Segment Start: Records for the exercise
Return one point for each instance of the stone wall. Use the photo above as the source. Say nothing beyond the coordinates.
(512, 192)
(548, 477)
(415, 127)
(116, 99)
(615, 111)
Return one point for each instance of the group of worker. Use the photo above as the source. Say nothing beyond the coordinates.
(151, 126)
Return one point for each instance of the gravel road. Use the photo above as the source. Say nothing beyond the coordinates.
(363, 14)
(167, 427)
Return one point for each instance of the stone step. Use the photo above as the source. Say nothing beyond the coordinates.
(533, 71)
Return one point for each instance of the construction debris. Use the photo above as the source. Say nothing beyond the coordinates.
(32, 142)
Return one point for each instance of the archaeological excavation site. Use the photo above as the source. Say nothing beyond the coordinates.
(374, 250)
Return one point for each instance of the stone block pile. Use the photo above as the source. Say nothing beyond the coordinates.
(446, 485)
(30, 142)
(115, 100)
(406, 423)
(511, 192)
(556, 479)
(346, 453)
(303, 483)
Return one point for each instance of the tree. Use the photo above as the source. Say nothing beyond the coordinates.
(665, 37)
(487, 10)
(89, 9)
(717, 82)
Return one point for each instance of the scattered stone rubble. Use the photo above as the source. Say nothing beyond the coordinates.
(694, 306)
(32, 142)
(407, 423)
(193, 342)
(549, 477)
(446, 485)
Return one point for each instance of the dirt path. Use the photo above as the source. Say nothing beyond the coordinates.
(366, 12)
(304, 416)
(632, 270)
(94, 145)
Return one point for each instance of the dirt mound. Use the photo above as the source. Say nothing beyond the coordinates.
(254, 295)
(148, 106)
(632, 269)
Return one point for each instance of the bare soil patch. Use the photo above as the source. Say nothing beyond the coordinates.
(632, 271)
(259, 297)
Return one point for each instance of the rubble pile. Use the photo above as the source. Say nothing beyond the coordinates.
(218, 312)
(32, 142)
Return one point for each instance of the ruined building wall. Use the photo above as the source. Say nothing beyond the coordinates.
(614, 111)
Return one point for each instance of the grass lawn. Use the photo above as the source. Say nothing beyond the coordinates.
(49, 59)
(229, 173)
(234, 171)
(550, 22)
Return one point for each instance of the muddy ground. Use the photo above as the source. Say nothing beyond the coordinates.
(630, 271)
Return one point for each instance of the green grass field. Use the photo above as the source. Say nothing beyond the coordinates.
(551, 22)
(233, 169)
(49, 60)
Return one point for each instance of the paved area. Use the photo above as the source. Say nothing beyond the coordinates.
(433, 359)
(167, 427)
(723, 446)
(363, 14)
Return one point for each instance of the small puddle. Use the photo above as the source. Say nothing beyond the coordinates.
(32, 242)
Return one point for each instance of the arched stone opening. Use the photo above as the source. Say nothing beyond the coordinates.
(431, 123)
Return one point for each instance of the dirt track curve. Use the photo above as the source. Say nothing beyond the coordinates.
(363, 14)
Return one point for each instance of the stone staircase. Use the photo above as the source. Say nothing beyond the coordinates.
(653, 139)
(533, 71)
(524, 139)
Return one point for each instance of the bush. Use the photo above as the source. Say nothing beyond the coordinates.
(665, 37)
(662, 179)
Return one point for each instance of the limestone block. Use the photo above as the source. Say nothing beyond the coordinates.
Segment End: Records for the exercise
● Instructions to follow: Extract all of the material exactly as it is written.

● Final answer:
Return one point for each instance of the stone wall. Use the photo above as the source. Say nothing beyond the coordinates.
(512, 192)
(548, 477)
(415, 127)
(116, 99)
(615, 111)
Return one point for each instance of the group of worker. Use the photo above as the source. Say nothing beyond the coordinates.
(151, 126)
Return one point for each instance of the gravel road. Use the photo above as the source. Say nothing beyond the coordinates.
(363, 14)
(167, 427)
Return one point for each instance of the stone step. Use the photo above as the source. Say nothing beyond the coordinates.
(533, 71)
Return one point for each instance of the construction debris. Use the photo above as the source. Say nothing beyond the coordinates.
(32, 142)
Return one point for each instance of the archaeological excavation site. Use the photo above as the source. Say nothing beyond the coordinates.
(374, 250)
Return one point for each instance of the stone block pile. Use the photo above as the source. Say nothing beyond the coordinates.
(446, 485)
(30, 142)
(115, 100)
(406, 423)
(511, 192)
(556, 479)
(346, 453)
(303, 483)
Return one point for each instance of the tree. Use the photo above as the source. Say nothing beyond the coordinates.
(665, 37)
(487, 10)
(89, 9)
(717, 82)
Return one point for each instance of the scattered stone rubble. Use the photo above as the source. Say nothing beyond the coordinates.
(694, 306)
(32, 142)
(407, 423)
(193, 342)
(549, 477)
(446, 485)
Return one point for each instance of the dirt path. Use the photo above as the source. Say nothing beyond the coordinates.
(366, 12)
(304, 416)
(632, 270)
(94, 145)
Return one point for each instance of the dirt mound. Use the photo above as the source. Say nothing beyond the coordinates.
(254, 295)
(148, 106)
(632, 269)
Return one point for each instance of the bare soil patch. Use the photo above as the source. Say nothing beyond the coordinates.
(632, 271)
(259, 297)
Return one point for each instance of the rubble pile. Use the photo above as the source. Say nothing beyond the coordinates.
(218, 312)
(32, 142)
Return one point for each instance of the ruined building wall. Use the photo above as the source. Say nothing beyond the coordinates.
(614, 111)
Return one point for each instance of the grass lawn. Use the photo above as the source. Say nothing beyond the coordinates.
(49, 59)
(229, 173)
(234, 171)
(550, 22)
Return one point for each instance of the muddy ground. Use the photo above as the source. Say nothing beyond the coordinates.
(630, 271)
Return one point for each instance of the green grass field. Use the photo above as the source. Say nothing beyond the coordinates.
(551, 22)
(233, 169)
(49, 60)
Return one point for each instance of the paved area. Use the photo above as the source. Say nothing beyond the coordinates.
(433, 359)
(167, 427)
(723, 446)
(363, 14)
Return one point for each instance of the small puddle. Use the photo above as the source. Say nothing beyond the coordinates.
(32, 242)
Return one point for each instance of the arched stone opening. Use the photo above as the source. Say nothing beyond the coordinates.
(431, 123)
Return one point for each instance of the dirt track curve. Use the photo above as the source. Say nothing beyond the coordinates.
(363, 14)
Return one point for each instance of the stone staircase. Use the photo above as the source. Say nothing beyond the coordinates.
(653, 139)
(533, 71)
(524, 139)
Return one point for each instance of the bush. Use the photo above as the source. Say nothing beyond the coordinates.
(665, 37)
(662, 179)
Return one point for each instance of the limestone block. Use the photo above as the source. Say nothing beyond the coordinates.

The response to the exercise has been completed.